GIVEN TASK
Copy the material from its start through the line containing "153), (279, 172)]", substituting "pond water" for every "lake water" and leaving everything else unchanged. Leave the pictures out.

PROVIDED MATERIAL
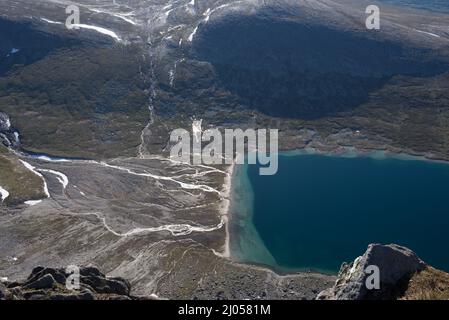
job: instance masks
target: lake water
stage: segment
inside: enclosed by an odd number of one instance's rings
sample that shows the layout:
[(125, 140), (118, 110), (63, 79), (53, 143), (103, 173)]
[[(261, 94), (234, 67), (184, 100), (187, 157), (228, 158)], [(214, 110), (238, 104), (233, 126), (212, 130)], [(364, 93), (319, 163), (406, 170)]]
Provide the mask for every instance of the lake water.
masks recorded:
[(237, 166), (235, 259), (337, 272), (369, 243), (397, 243), (449, 271), (449, 165), (386, 157), (283, 153), (279, 172)]

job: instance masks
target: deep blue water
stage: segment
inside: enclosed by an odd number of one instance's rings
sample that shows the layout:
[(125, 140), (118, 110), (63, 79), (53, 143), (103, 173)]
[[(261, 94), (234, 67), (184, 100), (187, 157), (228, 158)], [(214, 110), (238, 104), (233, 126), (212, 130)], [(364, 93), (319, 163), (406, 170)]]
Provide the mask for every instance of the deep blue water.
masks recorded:
[(448, 164), (281, 155), (276, 175), (253, 165), (234, 180), (234, 210), (249, 219), (234, 244), (241, 260), (336, 272), (369, 243), (397, 243), (449, 271)]
[(380, 2), (449, 13), (448, 0), (380, 0)]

FINISHED TASK
job: instance masks
target: pond water
stage: segment
inside: enclosed by an odd number of one instance's rings
sample that shows the layout:
[(125, 140), (118, 110), (63, 79), (53, 143), (103, 173)]
[[(261, 94), (234, 67), (184, 100), (187, 157), (228, 158)], [(214, 110), (238, 104), (233, 126), (212, 130)], [(364, 93), (319, 163), (406, 170)]]
Provide the mask for every instance of the pond water.
masks recorded:
[(237, 166), (235, 259), (337, 272), (369, 243), (397, 243), (449, 271), (449, 165), (386, 157), (283, 153), (279, 172)]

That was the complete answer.